* [PASSAGE PROVIDED]:
"""

Gilbert Wolf Gabriel, born in Brooklyn, New York in 1890, attended the Peekskill Military Academy and graduated from Williams College in 1912. While at Williams he participated in various campus groups including: Gargoyle, Cap and Bells, English Club, and Executive Committee. After finishing at Williams, he began writing for the Evening Sun as a critic from 1917 to 1924 and again in 1929. From 1929 to 1937, Gabriel wrote for The New York American while publishing short articles and stories in Vanity Fair, The New Yorker, Town and Country, The Stage, Harper’s Bazaar, and Collier’s. Williams awarded him an honorary Master of Arts degree in 1937. Towards the end of his career, he wrote for Theater Arts, and Cue (around 1949).
After the Army Expansion Act (1917), Gabriel began military service. At a training camp in Plattsburg, New York he entered the18th Provisional Training Regiment of Company 14. For four months he trained with a select group to serve as an officer and leader to the recently expanded army of draftees. He served during the First World War as a second lieutenant. During the Second World War, Gabriel was sent to Alaska to serve as chief of the Alaskan Mission and a public relations/propaganda officer. He continued his military service as chief of publications for the Psychological Warfare Division in London in 1944; then he retired in the same year after attaining the rank of lieutenant colonel.

"""

* [INPUT DATA]:

"""

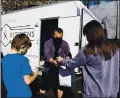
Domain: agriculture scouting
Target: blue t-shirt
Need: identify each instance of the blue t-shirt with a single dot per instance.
(15, 66)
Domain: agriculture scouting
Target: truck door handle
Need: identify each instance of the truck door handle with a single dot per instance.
(76, 44)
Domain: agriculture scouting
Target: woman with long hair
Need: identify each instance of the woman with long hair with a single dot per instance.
(100, 63)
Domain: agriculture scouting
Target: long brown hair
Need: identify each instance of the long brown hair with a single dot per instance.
(97, 41)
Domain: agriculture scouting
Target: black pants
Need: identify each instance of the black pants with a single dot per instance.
(50, 80)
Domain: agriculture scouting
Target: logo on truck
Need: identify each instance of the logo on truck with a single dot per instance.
(8, 33)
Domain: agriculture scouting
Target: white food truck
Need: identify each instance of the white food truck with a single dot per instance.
(38, 23)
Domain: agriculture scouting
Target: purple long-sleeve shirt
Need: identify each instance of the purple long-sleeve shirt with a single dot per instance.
(49, 51)
(101, 78)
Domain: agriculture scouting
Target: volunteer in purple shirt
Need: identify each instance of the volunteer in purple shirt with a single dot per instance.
(53, 48)
(100, 63)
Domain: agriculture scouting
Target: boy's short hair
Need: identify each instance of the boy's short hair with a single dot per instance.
(59, 30)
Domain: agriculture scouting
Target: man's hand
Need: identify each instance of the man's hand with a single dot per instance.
(59, 59)
(53, 61)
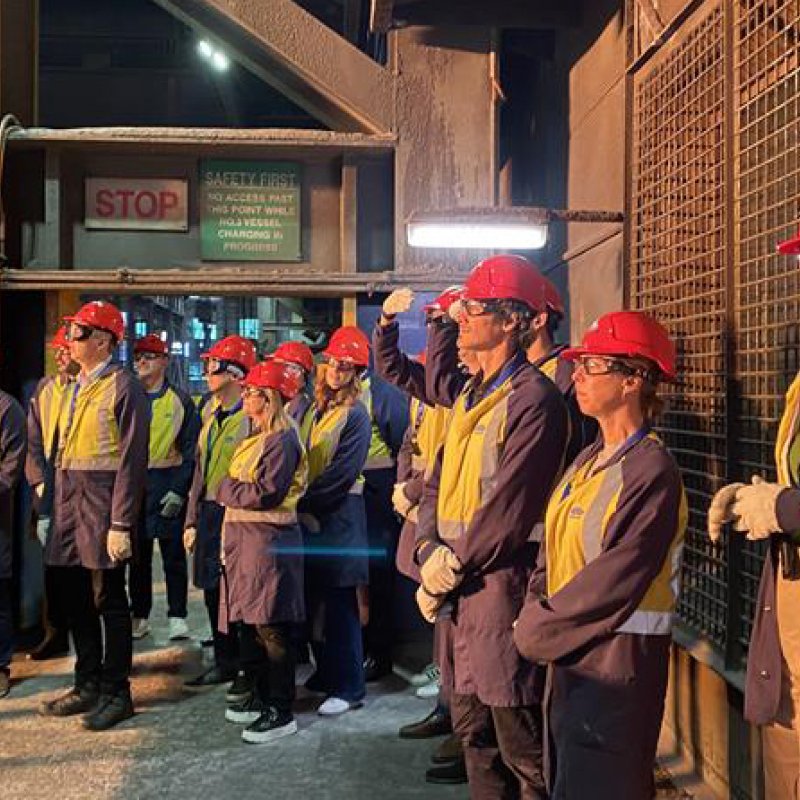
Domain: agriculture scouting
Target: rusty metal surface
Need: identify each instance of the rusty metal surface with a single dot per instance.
(297, 54)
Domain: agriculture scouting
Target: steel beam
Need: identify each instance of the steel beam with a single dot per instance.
(300, 56)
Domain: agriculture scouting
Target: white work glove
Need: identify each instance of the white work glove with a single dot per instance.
(189, 539)
(720, 511)
(171, 504)
(398, 302)
(309, 522)
(42, 529)
(754, 509)
(441, 572)
(402, 505)
(428, 604)
(118, 545)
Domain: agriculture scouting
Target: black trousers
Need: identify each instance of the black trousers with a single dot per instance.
(502, 748)
(98, 614)
(173, 557)
(274, 679)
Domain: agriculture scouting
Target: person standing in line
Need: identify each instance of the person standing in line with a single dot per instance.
(100, 471)
(174, 428)
(600, 604)
(44, 411)
(225, 425)
(264, 548)
(334, 523)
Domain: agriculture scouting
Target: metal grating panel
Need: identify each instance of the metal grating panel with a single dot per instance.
(678, 272)
(767, 316)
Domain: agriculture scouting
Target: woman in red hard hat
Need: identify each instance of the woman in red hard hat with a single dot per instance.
(600, 603)
(263, 548)
(332, 514)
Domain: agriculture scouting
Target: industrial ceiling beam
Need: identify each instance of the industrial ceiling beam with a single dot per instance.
(299, 56)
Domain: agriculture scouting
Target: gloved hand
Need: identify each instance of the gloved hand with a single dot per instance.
(309, 522)
(754, 509)
(721, 509)
(398, 302)
(428, 604)
(189, 539)
(118, 545)
(402, 505)
(42, 529)
(441, 572)
(171, 504)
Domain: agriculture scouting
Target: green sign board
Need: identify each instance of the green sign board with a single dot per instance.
(249, 211)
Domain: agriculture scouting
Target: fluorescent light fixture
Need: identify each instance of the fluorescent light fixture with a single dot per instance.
(482, 229)
(220, 61)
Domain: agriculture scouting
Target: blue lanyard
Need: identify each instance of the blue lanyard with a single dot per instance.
(474, 396)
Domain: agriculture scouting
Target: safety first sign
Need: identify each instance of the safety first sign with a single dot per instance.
(141, 204)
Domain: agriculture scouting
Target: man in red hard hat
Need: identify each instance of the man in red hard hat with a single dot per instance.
(174, 427)
(224, 426)
(43, 414)
(100, 469)
(503, 451)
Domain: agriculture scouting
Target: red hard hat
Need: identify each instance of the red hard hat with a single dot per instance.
(60, 341)
(234, 348)
(102, 316)
(553, 297)
(349, 343)
(791, 247)
(445, 299)
(295, 353)
(151, 344)
(274, 375)
(628, 333)
(507, 278)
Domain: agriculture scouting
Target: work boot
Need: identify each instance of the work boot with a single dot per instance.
(111, 710)
(211, 677)
(437, 723)
(454, 772)
(77, 700)
(55, 646)
(240, 690)
(376, 668)
(449, 750)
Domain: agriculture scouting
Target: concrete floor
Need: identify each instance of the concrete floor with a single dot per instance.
(180, 746)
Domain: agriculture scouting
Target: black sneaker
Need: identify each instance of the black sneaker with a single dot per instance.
(77, 700)
(211, 677)
(246, 711)
(271, 725)
(240, 690)
(111, 710)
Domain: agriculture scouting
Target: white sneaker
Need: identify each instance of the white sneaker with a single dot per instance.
(334, 706)
(428, 675)
(140, 628)
(178, 629)
(428, 690)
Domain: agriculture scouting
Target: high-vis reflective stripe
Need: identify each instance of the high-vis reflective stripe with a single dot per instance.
(577, 519)
(430, 427)
(87, 426)
(472, 447)
(218, 443)
(379, 455)
(165, 424)
(244, 467)
(51, 402)
(787, 445)
(323, 442)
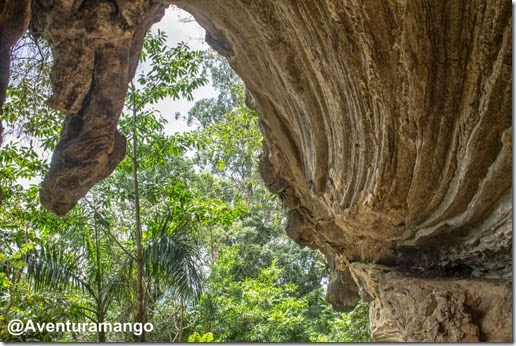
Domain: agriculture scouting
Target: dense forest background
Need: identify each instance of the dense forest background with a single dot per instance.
(183, 234)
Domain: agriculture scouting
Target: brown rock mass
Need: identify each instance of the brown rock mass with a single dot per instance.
(387, 130)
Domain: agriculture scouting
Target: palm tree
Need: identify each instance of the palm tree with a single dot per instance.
(84, 261)
(81, 262)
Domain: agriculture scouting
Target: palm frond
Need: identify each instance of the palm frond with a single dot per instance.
(174, 253)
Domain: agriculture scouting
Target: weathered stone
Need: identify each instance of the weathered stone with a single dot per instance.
(429, 310)
(388, 135)
(95, 45)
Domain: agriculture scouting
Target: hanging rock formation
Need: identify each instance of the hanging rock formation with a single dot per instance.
(387, 130)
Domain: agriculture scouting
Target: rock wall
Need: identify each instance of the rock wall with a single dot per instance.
(388, 133)
(387, 128)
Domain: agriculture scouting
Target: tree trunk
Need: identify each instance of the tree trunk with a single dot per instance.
(140, 289)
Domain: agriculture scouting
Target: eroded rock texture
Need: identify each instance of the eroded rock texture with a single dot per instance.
(95, 45)
(387, 130)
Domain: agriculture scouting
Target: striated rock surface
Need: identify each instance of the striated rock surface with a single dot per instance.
(387, 128)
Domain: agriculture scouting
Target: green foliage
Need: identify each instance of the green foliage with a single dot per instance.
(217, 264)
(196, 337)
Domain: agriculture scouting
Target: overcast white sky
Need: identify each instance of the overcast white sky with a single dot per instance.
(191, 33)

"""

* [TASK DIRECTIONS]:
Can you copy the part of the Gilbert Wolf Gabriel biography word for word, starting at "Gilbert Wolf Gabriel, born" and ending at "Cue (around 1949)."? Rely only on the Gilbert Wolf Gabriel biography, not on the entries.

* [RESULT OF THIS TASK]:
Gilbert Wolf Gabriel, born in Brooklyn, New York in 1890, attended the Peekskill Military Academy and graduated from Williams College in 1912. While at Williams he participated in various campus groups including: Gargoyle, Cap and Bells, English Club, and Executive Committee. After finishing at Williams, he began writing for the Evening Sun as a critic from 1917 to 1924 and again in 1929. From 1929 to 1937, Gabriel wrote for The New York American while publishing short articles and stories in Vanity Fair, The New Yorker, Town and Country, The Stage, Harper’s Bazaar, and Collier’s. Williams awarded him an honorary Master of Arts degree in 1937. Towards the end of his career, he wrote for Theater Arts, and Cue (around 1949).